* Aim of the task: Which rows below contain the string "railing", matching its case? List each of those rows in full.

* Supplied records:
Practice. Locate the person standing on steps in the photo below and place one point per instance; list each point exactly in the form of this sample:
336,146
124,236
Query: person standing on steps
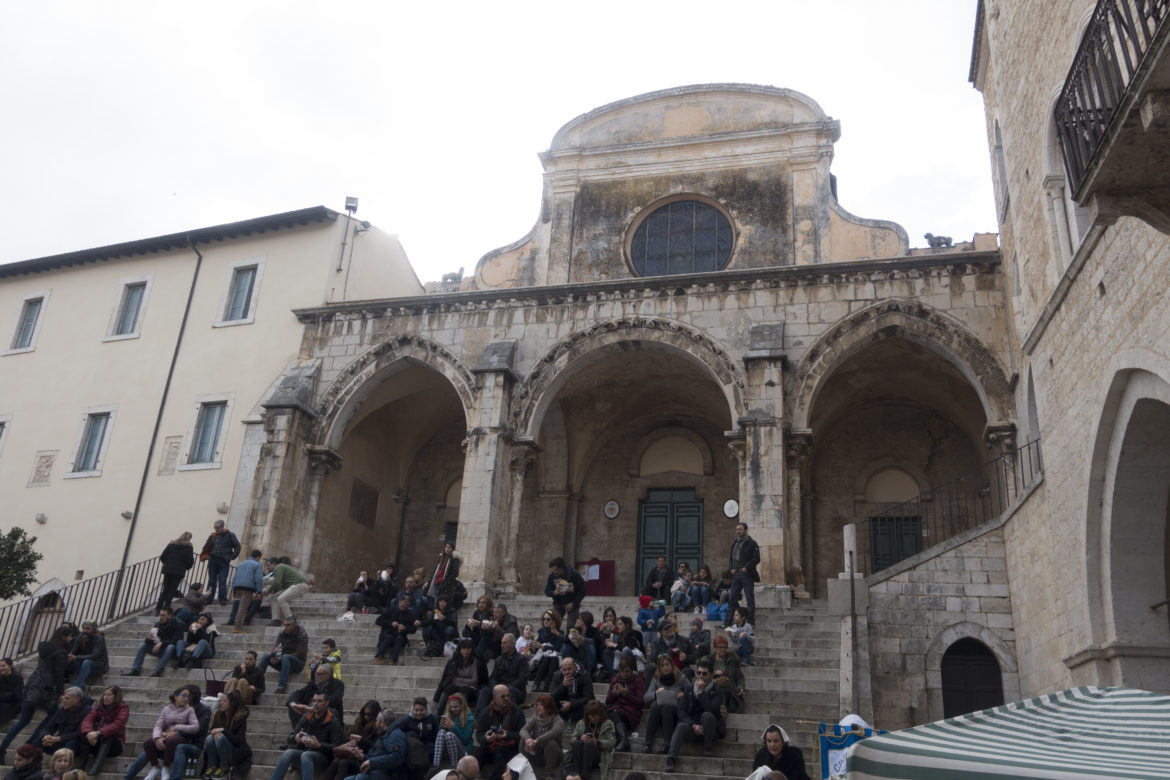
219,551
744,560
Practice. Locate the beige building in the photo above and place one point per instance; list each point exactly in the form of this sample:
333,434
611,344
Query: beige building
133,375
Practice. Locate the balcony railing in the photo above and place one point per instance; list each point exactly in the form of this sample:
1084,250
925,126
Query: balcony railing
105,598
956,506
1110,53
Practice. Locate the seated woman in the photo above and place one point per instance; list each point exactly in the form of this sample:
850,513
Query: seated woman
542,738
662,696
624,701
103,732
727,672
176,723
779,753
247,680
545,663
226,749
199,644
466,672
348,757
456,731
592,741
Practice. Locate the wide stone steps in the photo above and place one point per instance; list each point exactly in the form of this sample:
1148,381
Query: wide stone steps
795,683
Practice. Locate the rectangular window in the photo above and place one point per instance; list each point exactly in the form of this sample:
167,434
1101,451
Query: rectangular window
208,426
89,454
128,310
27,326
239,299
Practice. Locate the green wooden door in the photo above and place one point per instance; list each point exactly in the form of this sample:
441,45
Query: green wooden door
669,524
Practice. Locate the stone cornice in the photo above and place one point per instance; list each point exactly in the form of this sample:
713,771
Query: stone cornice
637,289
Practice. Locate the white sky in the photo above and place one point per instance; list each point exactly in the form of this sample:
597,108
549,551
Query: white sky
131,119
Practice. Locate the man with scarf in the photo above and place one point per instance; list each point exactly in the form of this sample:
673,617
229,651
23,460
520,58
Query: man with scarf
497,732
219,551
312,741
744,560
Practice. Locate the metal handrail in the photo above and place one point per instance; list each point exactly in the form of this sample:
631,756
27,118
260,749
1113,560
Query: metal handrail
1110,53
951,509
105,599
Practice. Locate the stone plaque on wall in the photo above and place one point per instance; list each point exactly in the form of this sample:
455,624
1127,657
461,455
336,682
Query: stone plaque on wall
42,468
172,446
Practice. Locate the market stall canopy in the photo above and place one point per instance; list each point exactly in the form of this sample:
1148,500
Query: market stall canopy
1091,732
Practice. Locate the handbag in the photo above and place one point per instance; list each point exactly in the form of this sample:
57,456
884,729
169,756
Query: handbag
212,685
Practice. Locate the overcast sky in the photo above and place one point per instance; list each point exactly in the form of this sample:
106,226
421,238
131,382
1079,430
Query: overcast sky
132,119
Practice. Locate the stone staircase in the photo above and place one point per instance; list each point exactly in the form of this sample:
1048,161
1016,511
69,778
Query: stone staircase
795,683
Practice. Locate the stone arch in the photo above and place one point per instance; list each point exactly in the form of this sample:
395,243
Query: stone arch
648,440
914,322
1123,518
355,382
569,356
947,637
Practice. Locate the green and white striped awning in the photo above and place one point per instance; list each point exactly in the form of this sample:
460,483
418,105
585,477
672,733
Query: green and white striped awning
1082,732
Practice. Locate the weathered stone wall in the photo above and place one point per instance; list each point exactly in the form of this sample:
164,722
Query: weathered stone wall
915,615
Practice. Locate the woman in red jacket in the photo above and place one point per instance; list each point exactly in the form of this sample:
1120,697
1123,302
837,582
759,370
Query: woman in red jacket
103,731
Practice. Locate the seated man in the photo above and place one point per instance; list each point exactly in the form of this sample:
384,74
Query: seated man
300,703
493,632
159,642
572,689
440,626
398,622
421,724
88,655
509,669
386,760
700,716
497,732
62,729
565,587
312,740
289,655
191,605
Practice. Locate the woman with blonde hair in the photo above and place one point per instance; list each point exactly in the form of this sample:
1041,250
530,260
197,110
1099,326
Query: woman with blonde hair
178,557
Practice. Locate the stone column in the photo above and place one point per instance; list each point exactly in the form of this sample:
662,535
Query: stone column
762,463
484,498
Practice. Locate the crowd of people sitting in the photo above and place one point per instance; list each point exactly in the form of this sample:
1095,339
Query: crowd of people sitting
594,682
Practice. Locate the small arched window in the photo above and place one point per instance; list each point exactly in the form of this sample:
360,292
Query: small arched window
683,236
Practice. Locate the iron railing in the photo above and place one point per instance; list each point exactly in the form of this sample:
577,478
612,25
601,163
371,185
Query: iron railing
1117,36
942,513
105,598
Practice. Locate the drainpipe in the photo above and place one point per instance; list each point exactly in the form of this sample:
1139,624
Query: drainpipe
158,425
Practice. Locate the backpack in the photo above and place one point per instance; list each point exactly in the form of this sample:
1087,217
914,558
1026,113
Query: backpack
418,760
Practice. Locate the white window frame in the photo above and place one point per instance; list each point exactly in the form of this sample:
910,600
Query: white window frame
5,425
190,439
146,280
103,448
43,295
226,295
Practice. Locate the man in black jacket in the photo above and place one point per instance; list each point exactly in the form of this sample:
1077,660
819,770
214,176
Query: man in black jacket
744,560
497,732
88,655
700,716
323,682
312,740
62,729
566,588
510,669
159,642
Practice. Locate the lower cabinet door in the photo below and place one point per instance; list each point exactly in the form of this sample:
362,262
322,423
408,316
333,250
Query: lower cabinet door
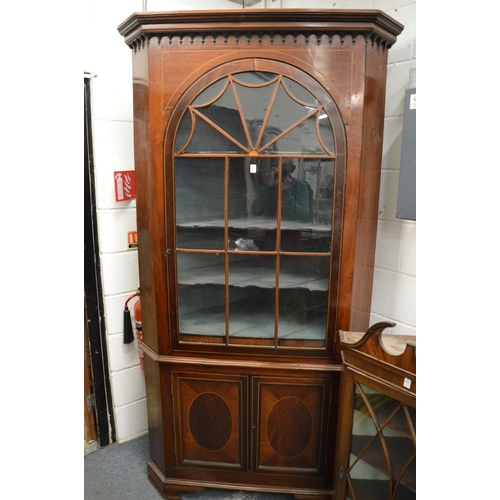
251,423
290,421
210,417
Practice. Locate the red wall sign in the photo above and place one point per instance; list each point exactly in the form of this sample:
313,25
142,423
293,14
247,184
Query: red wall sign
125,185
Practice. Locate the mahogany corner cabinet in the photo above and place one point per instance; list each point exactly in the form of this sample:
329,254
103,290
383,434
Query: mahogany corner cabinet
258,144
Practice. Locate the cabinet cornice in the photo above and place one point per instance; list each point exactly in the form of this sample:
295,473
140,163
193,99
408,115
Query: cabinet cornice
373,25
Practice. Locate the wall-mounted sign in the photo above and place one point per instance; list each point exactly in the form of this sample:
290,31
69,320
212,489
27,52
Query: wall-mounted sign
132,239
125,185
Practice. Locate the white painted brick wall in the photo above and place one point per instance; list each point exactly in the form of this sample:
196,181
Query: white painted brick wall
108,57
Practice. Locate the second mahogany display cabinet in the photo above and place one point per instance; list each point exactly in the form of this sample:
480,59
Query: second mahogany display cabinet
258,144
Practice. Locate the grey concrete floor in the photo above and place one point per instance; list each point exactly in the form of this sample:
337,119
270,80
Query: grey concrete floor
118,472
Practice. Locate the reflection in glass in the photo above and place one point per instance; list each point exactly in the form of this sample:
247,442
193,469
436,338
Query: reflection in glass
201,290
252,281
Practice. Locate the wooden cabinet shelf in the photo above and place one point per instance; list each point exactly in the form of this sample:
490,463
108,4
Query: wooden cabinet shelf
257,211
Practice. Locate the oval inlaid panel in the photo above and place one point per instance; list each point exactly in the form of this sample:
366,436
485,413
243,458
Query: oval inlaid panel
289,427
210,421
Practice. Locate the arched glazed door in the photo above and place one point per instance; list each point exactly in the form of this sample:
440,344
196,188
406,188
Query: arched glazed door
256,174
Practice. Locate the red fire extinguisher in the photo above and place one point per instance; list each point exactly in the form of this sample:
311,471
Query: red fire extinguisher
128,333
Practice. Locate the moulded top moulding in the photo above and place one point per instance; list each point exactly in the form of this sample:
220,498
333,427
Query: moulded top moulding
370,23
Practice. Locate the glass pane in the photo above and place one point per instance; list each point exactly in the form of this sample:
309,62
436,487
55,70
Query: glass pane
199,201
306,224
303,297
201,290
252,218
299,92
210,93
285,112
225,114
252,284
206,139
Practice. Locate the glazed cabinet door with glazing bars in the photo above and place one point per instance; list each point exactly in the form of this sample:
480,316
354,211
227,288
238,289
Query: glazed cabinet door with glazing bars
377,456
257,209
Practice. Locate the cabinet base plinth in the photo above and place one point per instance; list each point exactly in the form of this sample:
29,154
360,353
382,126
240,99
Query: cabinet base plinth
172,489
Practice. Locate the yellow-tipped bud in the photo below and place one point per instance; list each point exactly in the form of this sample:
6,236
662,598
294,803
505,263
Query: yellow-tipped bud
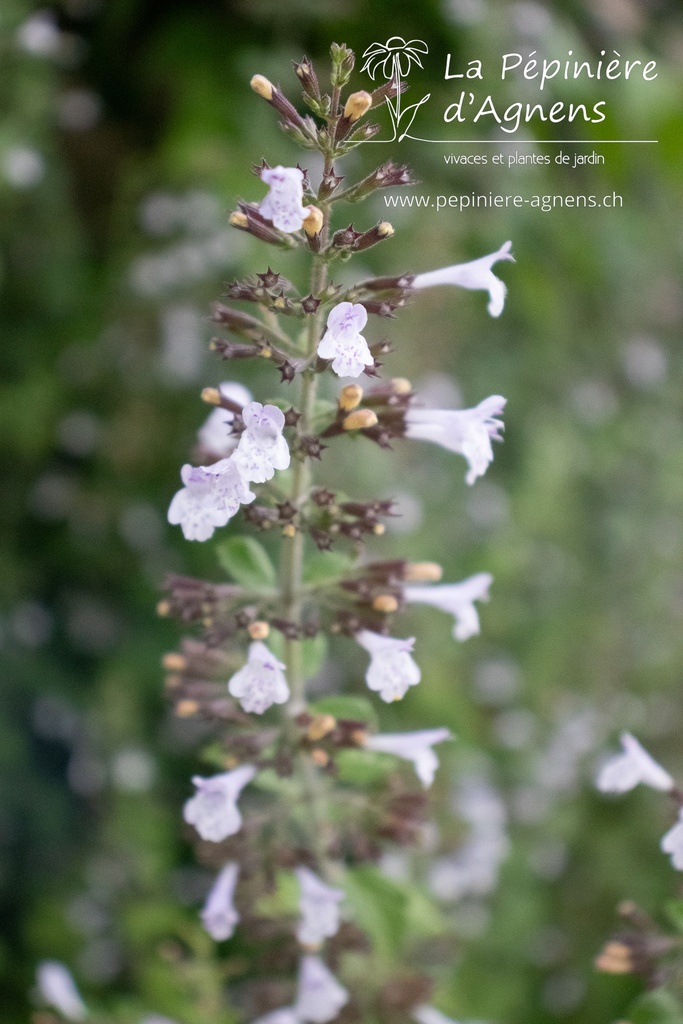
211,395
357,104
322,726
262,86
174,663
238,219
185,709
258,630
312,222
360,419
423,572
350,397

--

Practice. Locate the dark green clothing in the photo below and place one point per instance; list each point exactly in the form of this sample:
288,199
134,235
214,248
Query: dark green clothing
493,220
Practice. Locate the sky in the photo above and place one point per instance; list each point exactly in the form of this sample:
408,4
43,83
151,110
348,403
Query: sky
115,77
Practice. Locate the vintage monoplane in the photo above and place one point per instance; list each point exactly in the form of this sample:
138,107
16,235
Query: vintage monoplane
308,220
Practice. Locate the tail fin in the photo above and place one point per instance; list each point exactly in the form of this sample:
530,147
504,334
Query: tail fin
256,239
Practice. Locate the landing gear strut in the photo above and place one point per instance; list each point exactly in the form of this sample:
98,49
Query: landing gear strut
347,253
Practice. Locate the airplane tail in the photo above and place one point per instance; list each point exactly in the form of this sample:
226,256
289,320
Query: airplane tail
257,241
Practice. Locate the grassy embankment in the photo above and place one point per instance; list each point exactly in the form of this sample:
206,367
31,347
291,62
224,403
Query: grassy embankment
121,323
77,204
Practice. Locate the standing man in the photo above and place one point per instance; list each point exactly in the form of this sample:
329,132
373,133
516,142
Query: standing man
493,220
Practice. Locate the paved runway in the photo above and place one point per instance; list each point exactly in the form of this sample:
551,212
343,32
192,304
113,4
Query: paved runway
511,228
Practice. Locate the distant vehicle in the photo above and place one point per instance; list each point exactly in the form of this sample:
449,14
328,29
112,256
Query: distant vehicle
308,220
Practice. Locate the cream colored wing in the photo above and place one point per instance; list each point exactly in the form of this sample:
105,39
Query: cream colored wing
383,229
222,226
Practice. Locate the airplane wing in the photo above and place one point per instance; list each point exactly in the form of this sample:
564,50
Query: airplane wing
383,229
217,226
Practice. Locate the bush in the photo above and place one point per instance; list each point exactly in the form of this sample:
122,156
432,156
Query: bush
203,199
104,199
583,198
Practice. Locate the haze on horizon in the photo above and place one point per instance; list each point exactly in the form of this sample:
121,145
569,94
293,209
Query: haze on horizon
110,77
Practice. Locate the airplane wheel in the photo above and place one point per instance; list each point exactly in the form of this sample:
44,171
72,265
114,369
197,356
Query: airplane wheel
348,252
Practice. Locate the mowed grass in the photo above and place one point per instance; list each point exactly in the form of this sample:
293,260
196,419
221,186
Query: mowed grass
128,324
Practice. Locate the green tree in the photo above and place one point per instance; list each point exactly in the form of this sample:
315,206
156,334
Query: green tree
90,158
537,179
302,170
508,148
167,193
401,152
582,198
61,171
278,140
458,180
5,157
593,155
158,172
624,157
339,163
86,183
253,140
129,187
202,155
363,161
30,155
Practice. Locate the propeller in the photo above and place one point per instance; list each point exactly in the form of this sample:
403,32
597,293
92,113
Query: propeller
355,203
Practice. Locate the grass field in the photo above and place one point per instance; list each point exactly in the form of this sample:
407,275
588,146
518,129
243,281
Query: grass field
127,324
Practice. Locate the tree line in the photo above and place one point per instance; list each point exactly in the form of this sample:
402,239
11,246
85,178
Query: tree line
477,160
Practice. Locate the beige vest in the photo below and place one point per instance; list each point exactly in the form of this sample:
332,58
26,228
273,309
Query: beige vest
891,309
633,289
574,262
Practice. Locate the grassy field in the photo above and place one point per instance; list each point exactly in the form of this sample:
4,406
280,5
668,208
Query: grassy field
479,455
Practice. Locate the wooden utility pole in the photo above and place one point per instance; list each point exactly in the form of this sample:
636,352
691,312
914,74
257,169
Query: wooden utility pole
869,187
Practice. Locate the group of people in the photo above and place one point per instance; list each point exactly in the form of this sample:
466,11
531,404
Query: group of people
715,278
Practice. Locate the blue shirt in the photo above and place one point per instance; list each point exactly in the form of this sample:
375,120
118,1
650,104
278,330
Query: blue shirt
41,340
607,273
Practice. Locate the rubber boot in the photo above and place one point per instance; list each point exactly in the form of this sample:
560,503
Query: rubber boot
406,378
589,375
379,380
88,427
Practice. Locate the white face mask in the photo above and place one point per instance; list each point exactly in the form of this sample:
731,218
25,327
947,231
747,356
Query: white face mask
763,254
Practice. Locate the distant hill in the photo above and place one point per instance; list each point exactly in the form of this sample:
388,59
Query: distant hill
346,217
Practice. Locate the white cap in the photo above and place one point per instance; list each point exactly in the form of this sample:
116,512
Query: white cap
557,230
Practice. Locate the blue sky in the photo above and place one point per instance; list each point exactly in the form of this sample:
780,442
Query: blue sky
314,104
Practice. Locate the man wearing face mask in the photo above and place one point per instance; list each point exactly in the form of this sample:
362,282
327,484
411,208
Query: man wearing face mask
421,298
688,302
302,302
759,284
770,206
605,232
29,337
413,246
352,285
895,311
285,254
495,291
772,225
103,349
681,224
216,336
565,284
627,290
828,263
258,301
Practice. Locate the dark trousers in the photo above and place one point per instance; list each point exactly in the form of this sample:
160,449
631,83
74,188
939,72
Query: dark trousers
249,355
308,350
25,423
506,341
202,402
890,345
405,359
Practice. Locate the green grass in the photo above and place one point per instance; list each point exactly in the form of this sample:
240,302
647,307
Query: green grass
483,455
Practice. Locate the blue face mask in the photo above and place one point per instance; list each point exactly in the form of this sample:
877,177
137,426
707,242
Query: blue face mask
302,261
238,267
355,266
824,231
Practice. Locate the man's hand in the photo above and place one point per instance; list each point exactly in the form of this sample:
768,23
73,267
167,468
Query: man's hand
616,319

* Task result:
Practice. Locate the balcony railing in the photo above and place one point per instance; list each point exactly in the form of this sample:
Query: balcony railing
Practice. Locate the iron railing in the photo above and place one point per instance; list each point exactly in the form of this sample:
Query: iron railing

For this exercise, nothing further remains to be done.